::: DER TEXT :::
Beiträge zu 'indiegames'

hot in herre: the floor is lava

the floor is lava

Was sich mit etwas Talent aus dem Entwicklungswerkzeug Arcade Game Studio herausholen lässt zeigen Spiele wie Maximus Action Carnage vom Schöpfer des Editors Bruno R. Marcos. Bei weitaus weniger Begabung kommt so etwas heraus wie mein erster ARGS-Versuch the floor is lava, der zumindest von netter Röhrenfernseher-Optik und der soliden Plattform-Mechanik, die die Software mit sich bringt, profitiert.

Artpop: Action Painting Pro

action painting pro
Auf den ersten flüchtigen Blick könnte man Action Painting Pro von Ian MacLarty als typischen PC-Indieplattformer mit einem netten Konzept für die Spielmechanik und etwas schwammiger Steuerung halten. Drei permanent abnehmende Energiebalken, die sich nur durch Aufsammeln unterschiedlich farbiger Symbole wieder auffüllen lassen und damit einhergehend sich ständig neu anordnende Plattformen sprächen dafür. Seinen wahre Natur als videospielgewordene Jackson-Pollock-Simulation offenbart die Software aber nach dem Kontakt mit dem guten halben Dutzend an weiteren Items. Denn dadurch verwandelt sich das anfangs in schlichter schwarz-weiß-Optik daherkommende Hüpfspielchen zur interaktiven Kunstperformance und lässt die Spielfigur zum Klang- und Zeichenwerkzeug werden, das den sich ständig neu generierenden Klangteppich beeinflusst, Linien hinter sich herzieht, Farbe in diverse Himmelsrichtungen tropfen lässt oder den zur Leinwand gewordenen Bildschirm sonstwie verändert. Doch mit genau diesem Spagat zwischen Spielspaß und Kunst steht sich das Nongame-Game teilweise selbst im Weg. Während man sich mit der Zeit an die trägen Kontrollen gewöhnt hat und sich über die ästhetische Qualität der „erspielten“ Bilder zumindest streiten lässt verkommt der Sound weitestgehend zur unerträglichen Kakophonie und lässt den Lautstärkeregler gen Nullstellung wandern. Und auch wenn der Entwickler nach eigenen Aussagen die erzeugten Grafiken als alternatives Belohnungssystem an Stelle von Punkten ersonnen hat könnte der Titel durchaus von diesen klassischen Spielkonzept profitieren, zumal er eben an anderer Stelle stark auf das konventionelle Regelwerk des Jump-and-Run Genres setzt. In Anlehnung an Super Crate Box wäre beispielsweise ein Wertungssystem je aufgesammelten Gegenstand denkbar – Die erschaffenen Bilder würden dann als Visualisierung des erspielten Ranges zusammen mit dem Highscore auf einer Webseite präsentiert werden. Was ist schließlich Kunst ohne den Betrachter?
:::
DEINE AUFGABEN =
[A] Schreib aus dem Text über Indiespiele den Abschnitt wörtlich ab, der mit den Worten „Was sich mit“ anfängt und mit „sich bringt, profitiert.“ aufhört.
[B] Beantworte diese Fragen zum Text über Indiespiele:
(i) Wer hat den Editor Arcade Game Studio entwickelt?
(ii) Von wem stammt Action Painting Pro?
(iii) Wie viele Energiebalken hat Action Painting Pro?
::: ÜBUNGSMATERIAL :::
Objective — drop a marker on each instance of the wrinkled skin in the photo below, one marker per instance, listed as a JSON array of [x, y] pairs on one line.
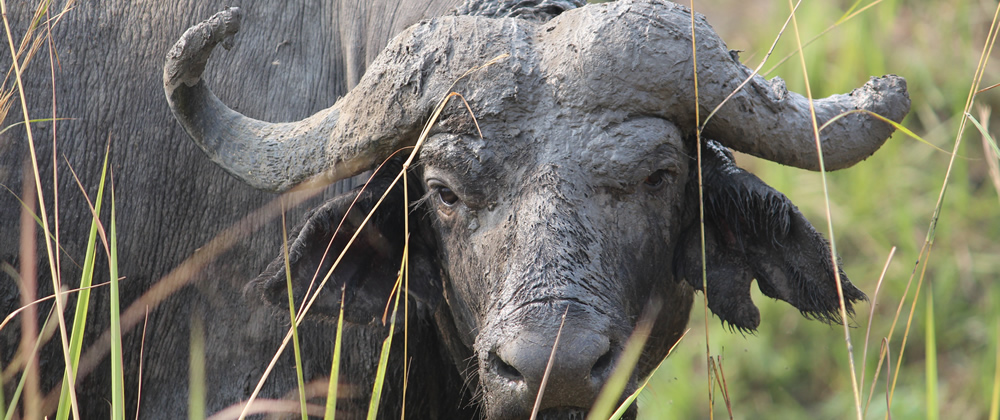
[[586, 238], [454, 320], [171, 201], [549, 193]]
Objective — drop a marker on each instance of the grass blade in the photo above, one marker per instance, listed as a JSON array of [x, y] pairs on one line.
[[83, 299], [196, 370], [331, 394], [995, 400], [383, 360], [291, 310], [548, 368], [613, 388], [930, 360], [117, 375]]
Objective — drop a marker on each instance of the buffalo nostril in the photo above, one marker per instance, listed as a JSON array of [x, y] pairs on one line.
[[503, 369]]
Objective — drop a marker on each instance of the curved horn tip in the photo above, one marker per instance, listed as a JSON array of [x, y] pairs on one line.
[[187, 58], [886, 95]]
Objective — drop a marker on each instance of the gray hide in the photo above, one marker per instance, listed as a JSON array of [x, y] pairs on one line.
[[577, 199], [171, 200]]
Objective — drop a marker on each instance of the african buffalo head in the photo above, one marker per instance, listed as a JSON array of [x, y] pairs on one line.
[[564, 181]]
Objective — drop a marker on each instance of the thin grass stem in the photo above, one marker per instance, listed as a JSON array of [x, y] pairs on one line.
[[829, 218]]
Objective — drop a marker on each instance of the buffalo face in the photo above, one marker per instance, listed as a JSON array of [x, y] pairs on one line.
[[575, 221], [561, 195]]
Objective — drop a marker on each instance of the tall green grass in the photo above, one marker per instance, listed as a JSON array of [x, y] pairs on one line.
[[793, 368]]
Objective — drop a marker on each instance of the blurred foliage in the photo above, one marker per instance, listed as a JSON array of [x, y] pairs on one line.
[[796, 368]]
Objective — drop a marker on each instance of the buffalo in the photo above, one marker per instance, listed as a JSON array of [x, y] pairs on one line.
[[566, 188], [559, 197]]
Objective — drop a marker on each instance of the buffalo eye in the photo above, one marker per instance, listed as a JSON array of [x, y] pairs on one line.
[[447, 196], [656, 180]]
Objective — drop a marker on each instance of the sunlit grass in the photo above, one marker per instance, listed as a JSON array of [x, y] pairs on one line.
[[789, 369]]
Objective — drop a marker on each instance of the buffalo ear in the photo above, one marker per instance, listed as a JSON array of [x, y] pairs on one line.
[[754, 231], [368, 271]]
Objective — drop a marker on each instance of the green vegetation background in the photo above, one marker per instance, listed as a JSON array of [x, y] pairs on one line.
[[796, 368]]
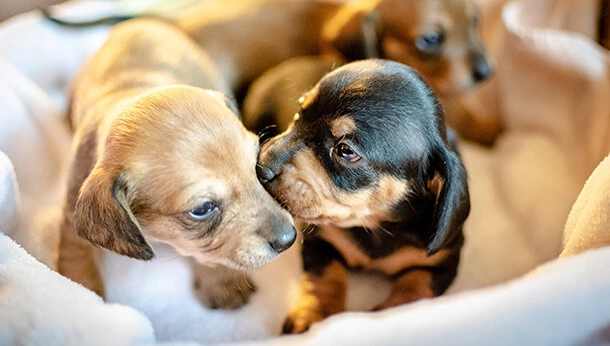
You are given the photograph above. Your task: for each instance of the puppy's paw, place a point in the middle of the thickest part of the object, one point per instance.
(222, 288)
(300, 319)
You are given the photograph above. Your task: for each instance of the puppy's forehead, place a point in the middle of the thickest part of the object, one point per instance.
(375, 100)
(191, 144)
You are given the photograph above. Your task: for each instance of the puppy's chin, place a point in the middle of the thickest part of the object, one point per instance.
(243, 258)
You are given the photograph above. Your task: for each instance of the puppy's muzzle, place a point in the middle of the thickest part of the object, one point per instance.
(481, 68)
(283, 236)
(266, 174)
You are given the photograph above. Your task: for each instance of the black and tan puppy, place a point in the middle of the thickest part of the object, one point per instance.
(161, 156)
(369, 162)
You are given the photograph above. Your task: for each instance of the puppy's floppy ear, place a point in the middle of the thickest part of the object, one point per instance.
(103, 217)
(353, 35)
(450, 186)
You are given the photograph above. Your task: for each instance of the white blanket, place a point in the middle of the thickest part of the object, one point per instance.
:::
LÖSUNGEN =
[A]
Was sich mit etwas Talent aus dem Entwicklungswerkzeug Arcade Game Studio herausholen lässt zeigen Spiele wie Maximus Action Carnage vom Schöpfer des Editors Bruno R. Marcos. Bei weitaus weniger Begabung kommt so etwas heraus wie mein erster ARGS-Versuch the floor is lava, der zumindest von netter Röhrenfernseher-Optik und der soliden Plattform-Mechanik, die die Software mit sich bringt, profitiert.

[B]
(i) Bruno R. Marcos
(ii) Ian MacLarty
(iii) Drei